• _EXTRAIT CHOISI_:
--
Ces trois cas sont pour la CRIIRAD la preuve d’une “responsabilité de l’Etat et de la COGEMA”. “La substance (l’uranium) est certes naturelle, mais elle est dangereuse et ne doit donc pas être manipulée près des villages sans les sécurités qui n’ont pas été respectées ici. Il faut donc agir avant le départ de la COGEMA, d’autant que le problème des rejets souterrains est majeur.” Ce dernier point concerne des rejets de détritus radioactifs vers les zones souterraines où il y a accumulation de radioactivité qu’il faut traiter aujourd’hui. La période radioactive des nucléides présents dans les déchets miniers est en effet longue (75 000 ans pour le thorium 230). C’est donc sur un long terme que des effets sont encore à craindre, bien après le départ des principaux pollueurs.
--
• _DONNÉES FOURNIES_:
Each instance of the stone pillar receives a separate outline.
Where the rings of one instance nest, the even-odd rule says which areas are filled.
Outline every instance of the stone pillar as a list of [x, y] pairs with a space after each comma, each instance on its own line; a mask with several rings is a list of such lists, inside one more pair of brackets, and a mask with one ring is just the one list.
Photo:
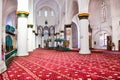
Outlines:
[[18, 51], [17, 56], [26, 56], [28, 55], [28, 48], [27, 48], [27, 18], [29, 15], [28, 12], [28, 0], [18, 1], [18, 8], [17, 8], [17, 16], [18, 16], [18, 33], [17, 33], [17, 40], [18, 40]]
[[71, 30], [71, 24], [65, 25], [65, 34], [66, 34], [66, 40], [69, 41], [69, 48], [72, 49], [72, 30]]
[[35, 49], [35, 30], [32, 30], [32, 49]]
[[38, 33], [35, 33], [35, 48], [38, 48]]
[[0, 0], [0, 61], [2, 60], [2, 0]]
[[44, 48], [44, 33], [42, 33], [41, 37], [41, 47]]
[[64, 38], [65, 38], [65, 37], [64, 37], [64, 30], [61, 30], [61, 31], [60, 31], [60, 38], [61, 38], [61, 39], [64, 39]]
[[[120, 40], [120, 5], [119, 0], [110, 0], [111, 6], [111, 21], [112, 21], [112, 43], [115, 45], [115, 50], [118, 50]], [[114, 49], [113, 49], [114, 50]]]
[[57, 43], [56, 43], [55, 39], [57, 39], [56, 38], [56, 33], [54, 33], [54, 47], [57, 47]]
[[29, 16], [28, 16], [28, 52], [33, 51], [32, 48], [32, 30], [33, 30], [33, 0], [29, 0]]
[[28, 28], [28, 52], [31, 52], [31, 51], [33, 51], [33, 49], [32, 49], [32, 30], [33, 30], [33, 25], [32, 24], [28, 24], [27, 28]]
[[80, 54], [90, 54], [89, 50], [89, 31], [88, 31], [88, 7], [89, 7], [89, 0], [78, 0], [79, 6], [79, 20], [80, 20]]
[[81, 48], [79, 53], [80, 54], [90, 54], [89, 50], [89, 32], [88, 32], [88, 13], [81, 13], [78, 15], [80, 19], [80, 39], [81, 39]]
--
• _CONSIGNES_:
[1] Recopiez, dans l'extrait sur les déchets d'uranium, le passage allant de « Ces trois cas » jusqu'à « des principaux pollueurs. ».
[2] Rédigez la suite de l'extrait sur les déchets d'uranium, à partir de sa dernière phrase.

• _CORRIGÉ_:
[1]
Ces trois cas sont pour la CRIIRAD la preuve d’une “responsabilité de l’Etat et de la COGEMA”. “La substance (l’uranium) est certes naturelle, mais elle est dangereuse et ne doit donc pas être manipulée près des villages sans les sécurités qui n’ont pas été respectées ici. Il faut donc agir avant le départ de la COGEMA, d’autant que le problème des rejets souterrains est majeur.” Ce dernier point concerne des rejets de détritus radioactifs vers les zones souterraines où il y a accumulation de radioactivité qu’il faut traiter aujourd’hui. La période radioactive des nucléides présents dans les déchets miniers est en effet longue (75 000 ans pour le thorium 230). C’est donc sur un long terme que des effets sont encore à craindre, bien après le départ des principaux pollueurs.

[2]
Ces nouvelles analyses relancent le débat sur les responsabilités des diverses sources de pollution. La CRIIRAD a aussi voulu condamner le stockage à Bessines des 200 000 tonnes d’uranium appauvri. “L’étude conduite en 1993 avait déjà montré que des tonnes de déchets radioactifs sont stockés sur le site de Bessines dans des conditions tout à fait irrégulières. Le système officiel de comptabilisation conduit à une sous-évaluation considérable de la radioactivité des stockages et donc de leur dangerosité.”

Le laboratoire demande donc “des préalables à tout apport de nouveaux déchets radioactifs en Limousin – en particulier le recensement, la mise en sécurité et la décontamination des zones polluées le cas échéant -, la définition des conditions de gestion à long terme des stockages – qui est responsable, jusqu’à quand et qui va financer – et la mise en oeuvre d’une surveillance correcte et la stricte application des limites et principes de radioprotection”.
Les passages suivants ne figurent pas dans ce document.